What is being asked >> Restate the listing that follows word for word, without its pictures.

Exercise inputs >>

******

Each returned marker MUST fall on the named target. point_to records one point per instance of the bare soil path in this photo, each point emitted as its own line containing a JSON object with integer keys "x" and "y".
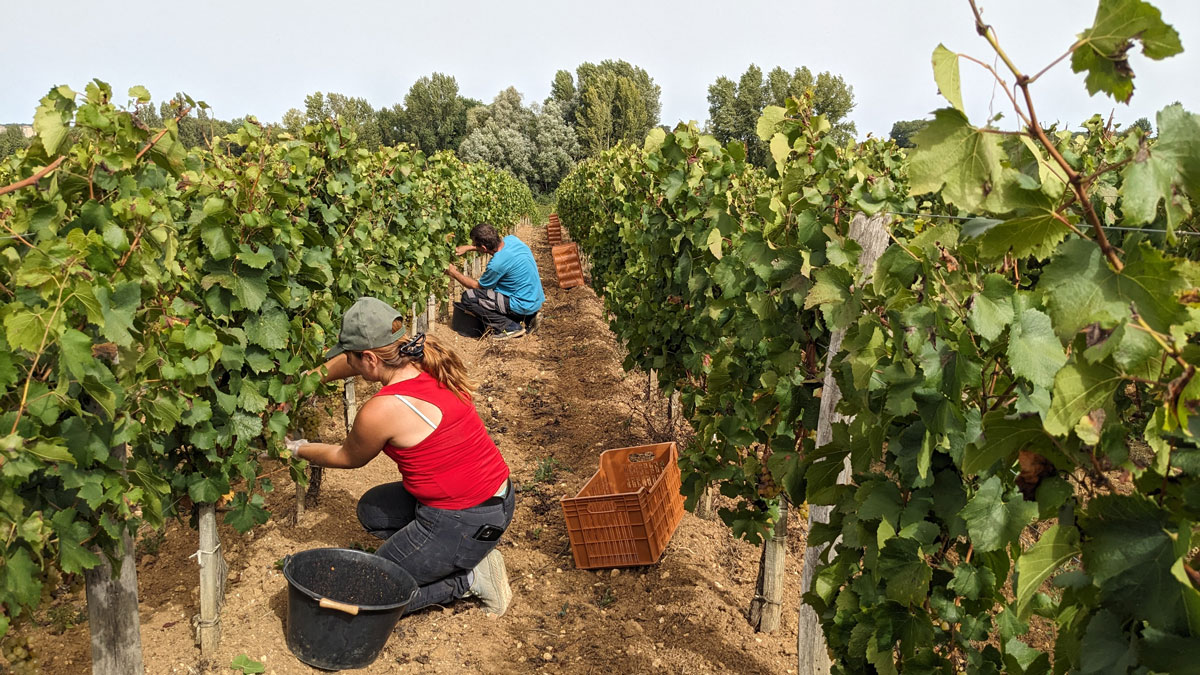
{"x": 552, "y": 401}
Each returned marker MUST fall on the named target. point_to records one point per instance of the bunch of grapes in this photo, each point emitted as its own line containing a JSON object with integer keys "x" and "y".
{"x": 306, "y": 420}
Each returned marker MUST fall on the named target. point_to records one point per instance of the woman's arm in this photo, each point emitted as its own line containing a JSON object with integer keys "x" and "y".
{"x": 370, "y": 434}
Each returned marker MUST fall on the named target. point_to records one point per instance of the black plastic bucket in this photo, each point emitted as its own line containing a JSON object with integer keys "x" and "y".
{"x": 342, "y": 605}
{"x": 466, "y": 323}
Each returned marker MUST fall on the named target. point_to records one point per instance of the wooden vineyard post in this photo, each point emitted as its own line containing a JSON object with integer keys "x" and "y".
{"x": 813, "y": 655}
{"x": 113, "y": 613}
{"x": 213, "y": 578}
{"x": 767, "y": 605}
{"x": 705, "y": 506}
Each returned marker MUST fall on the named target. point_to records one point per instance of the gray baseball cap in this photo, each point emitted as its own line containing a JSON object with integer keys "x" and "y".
{"x": 366, "y": 326}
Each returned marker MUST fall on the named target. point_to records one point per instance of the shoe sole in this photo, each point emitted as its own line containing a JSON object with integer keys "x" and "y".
{"x": 508, "y": 335}
{"x": 499, "y": 575}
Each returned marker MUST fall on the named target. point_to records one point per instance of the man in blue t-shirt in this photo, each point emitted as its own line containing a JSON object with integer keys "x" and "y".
{"x": 509, "y": 292}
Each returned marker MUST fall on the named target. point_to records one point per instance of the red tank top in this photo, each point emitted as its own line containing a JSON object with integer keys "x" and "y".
{"x": 455, "y": 467}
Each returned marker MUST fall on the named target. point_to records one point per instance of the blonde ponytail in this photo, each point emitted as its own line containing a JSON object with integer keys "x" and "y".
{"x": 441, "y": 362}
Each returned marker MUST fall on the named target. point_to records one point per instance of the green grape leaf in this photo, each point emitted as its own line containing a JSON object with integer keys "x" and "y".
{"x": 118, "y": 308}
{"x": 141, "y": 94}
{"x": 246, "y": 512}
{"x": 906, "y": 572}
{"x": 246, "y": 425}
{"x": 1164, "y": 171}
{"x": 1129, "y": 551}
{"x": 971, "y": 581}
{"x": 19, "y": 577}
{"x": 1165, "y": 652}
{"x": 994, "y": 521}
{"x": 246, "y": 664}
{"x": 216, "y": 240}
{"x": 1041, "y": 561}
{"x": 946, "y": 73}
{"x": 952, "y": 153}
{"x": 75, "y": 352}
{"x": 53, "y": 118}
{"x": 256, "y": 260}
{"x": 1080, "y": 388}
{"x": 1033, "y": 351}
{"x": 1002, "y": 437}
{"x": 1103, "y": 48}
{"x": 1036, "y": 236}
{"x": 767, "y": 123}
{"x": 269, "y": 329}
{"x": 991, "y": 309}
{"x": 73, "y": 557}
{"x": 1105, "y": 647}
{"x": 1081, "y": 288}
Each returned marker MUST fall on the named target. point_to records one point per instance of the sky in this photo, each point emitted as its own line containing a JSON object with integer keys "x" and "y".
{"x": 262, "y": 57}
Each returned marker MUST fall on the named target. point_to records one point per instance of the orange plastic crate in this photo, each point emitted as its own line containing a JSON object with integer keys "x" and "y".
{"x": 625, "y": 514}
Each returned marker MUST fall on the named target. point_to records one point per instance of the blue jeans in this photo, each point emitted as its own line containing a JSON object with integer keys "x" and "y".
{"x": 436, "y": 545}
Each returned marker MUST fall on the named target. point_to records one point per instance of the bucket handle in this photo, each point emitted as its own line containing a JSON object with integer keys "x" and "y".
{"x": 352, "y": 609}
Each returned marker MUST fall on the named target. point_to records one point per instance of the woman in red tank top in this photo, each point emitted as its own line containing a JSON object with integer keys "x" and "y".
{"x": 443, "y": 520}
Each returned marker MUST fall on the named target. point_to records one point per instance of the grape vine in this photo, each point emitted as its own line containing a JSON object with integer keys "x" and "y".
{"x": 161, "y": 305}
{"x": 1019, "y": 377}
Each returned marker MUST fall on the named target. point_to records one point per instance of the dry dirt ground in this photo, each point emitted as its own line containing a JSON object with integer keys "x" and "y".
{"x": 552, "y": 401}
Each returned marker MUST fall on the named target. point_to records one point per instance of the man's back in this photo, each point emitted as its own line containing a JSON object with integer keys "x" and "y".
{"x": 514, "y": 273}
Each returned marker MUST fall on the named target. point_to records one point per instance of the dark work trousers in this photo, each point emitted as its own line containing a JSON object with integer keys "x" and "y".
{"x": 491, "y": 308}
{"x": 436, "y": 545}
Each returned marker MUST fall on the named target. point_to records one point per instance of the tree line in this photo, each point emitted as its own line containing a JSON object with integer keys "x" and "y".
{"x": 588, "y": 111}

******

Task output >>
Each returned marker MUST fall on the named target. point_to records one point per instance of the bare soil path in this photo, each point emitted as its own line containing a JSON object with integer keys "x" and "y".
{"x": 552, "y": 401}
Each returned marker MUST fall on the named target. point_to records one point per instance of the bunch of grapes in this photo, each point emitted as its own line containing a JSON object with integer keys "x" and "y".
{"x": 306, "y": 420}
Each returned marker MUST fall on the named target. point_to records one point per instance of the woman's arm in this photo, each point emitted as its own line containing a JSON object with integer keys "x" and "y".
{"x": 370, "y": 434}
Each returned marker MUST fall on the named target. point_to records one point per instance of the black plastic bucket in this photo, each point emitted as its own line containing a JSON object with integer keys "x" and "y".
{"x": 342, "y": 605}
{"x": 466, "y": 323}
Each returned marker MUST fall on the named target. point_to records one point per instance of the wooden vineyard post in this photo, each point emitted as its own line containing a JSON object with integer keys "x" and "y".
{"x": 813, "y": 655}
{"x": 113, "y": 613}
{"x": 213, "y": 578}
{"x": 767, "y": 605}
{"x": 705, "y": 506}
Each returned marker MUST fall on the named target. point_to records one point per instance of the gray baseball cap in this photo, each point emitted as its own line containing a JSON object with integer keys "x" and "y".
{"x": 366, "y": 326}
Each returned marker MUST fall on the named target. point_to records one point per instance of the shoe sole in this photo, each point emitted as its own line containing a JSON object with integer keys "x" and "y".
{"x": 508, "y": 335}
{"x": 499, "y": 575}
Each returned marker MUST fall on the named target. point_to records one point per instance of the man in blue t-shirt in this photo, each point emitted as its own line containing a JSON object with integer keys "x" and "y".
{"x": 509, "y": 292}
Each returned marker MUST fall on the named target. point_to records one point per instance of the red tank top in this photo, each point emitted as its own line containing a JSON object with integer keys "x" and "y".
{"x": 455, "y": 467}
Each returned marker MUST fall on the named target. point_to records one point per instance of the blonde ponytail in this photo, each point emitted as its own line containing a JSON object with integer keys "x" and "y".
{"x": 441, "y": 362}
Each returned marker MUST fall on the named target. point_to records one point per instance of the green grape leaf in this photo, each point emitted as its own line containing a JSON object with integer keys "x" and "y".
{"x": 118, "y": 308}
{"x": 141, "y": 94}
{"x": 246, "y": 512}
{"x": 906, "y": 572}
{"x": 246, "y": 425}
{"x": 1164, "y": 171}
{"x": 1129, "y": 551}
{"x": 971, "y": 581}
{"x": 19, "y": 577}
{"x": 1165, "y": 652}
{"x": 994, "y": 521}
{"x": 246, "y": 664}
{"x": 216, "y": 240}
{"x": 1041, "y": 561}
{"x": 946, "y": 73}
{"x": 952, "y": 153}
{"x": 75, "y": 352}
{"x": 53, "y": 118}
{"x": 256, "y": 260}
{"x": 1080, "y": 388}
{"x": 1033, "y": 351}
{"x": 1002, "y": 437}
{"x": 1103, "y": 48}
{"x": 1036, "y": 236}
{"x": 767, "y": 123}
{"x": 269, "y": 329}
{"x": 991, "y": 309}
{"x": 73, "y": 557}
{"x": 1105, "y": 647}
{"x": 1081, "y": 288}
Each returned marker MUST fall on the named target. point_to records one point per instance of the sky in this photo, each point emitted as its own line containing a JSON object with integer keys "x" and "y".
{"x": 262, "y": 57}
Each returned marker MUST fall on the named target. point_to records one point per instance of the orange plastic crate in this photo, each point emitted as its own line containing a JSON object with integer keys "x" and "y".
{"x": 625, "y": 514}
Each returned marker MUST fall on the named target. point_to records one point per instance of the blue jeans in this photo, each point emitted as its own line containing a JSON object with integer keys "x" and "y".
{"x": 436, "y": 545}
Each returned marker MUST fall on the named target. point_to records one point per instance of the bucket handle in this photo, each point emitted as its own line containing a JSON object with integer keys "x" and "y".
{"x": 352, "y": 609}
Each returned marker MUST fall on the named target. point_to records one point per instance of the woman in red tank top in this photo, each point emitted as its own line containing a JSON object with integer keys "x" and "y".
{"x": 443, "y": 520}
Each returned marker MUST fall on the named target. point_to records one point per instance of the grape vine in this photo, each point emitted as its own line containing a JSON object with integer keys "x" and "y".
{"x": 161, "y": 305}
{"x": 1019, "y": 377}
Each returned marker MUST fall on the named target. point_to records one point per instance of the dry dirt ground in this photo, each point emitted as its own line containing a JSON object with integer keys "x" and "y".
{"x": 552, "y": 401}
Each returned marker MUST fall on the named target. point_to records one point per instance of the man's back in this photo, each point emitted as its own line containing a JSON object with integer keys "x" and "y".
{"x": 514, "y": 273}
Each returned marker MUST fall on the named target. point_to records one point per instance of the dark work trousers in this photo, each point emitted as its own line containing a JSON object with integer keys "x" and "y".
{"x": 491, "y": 308}
{"x": 436, "y": 545}
Each returned marker MUST fall on the named target. point_to records one point per instance of the tree line in this photo, each point emitted as its own line containing a JSON object with integer keys "x" and "y".
{"x": 588, "y": 111}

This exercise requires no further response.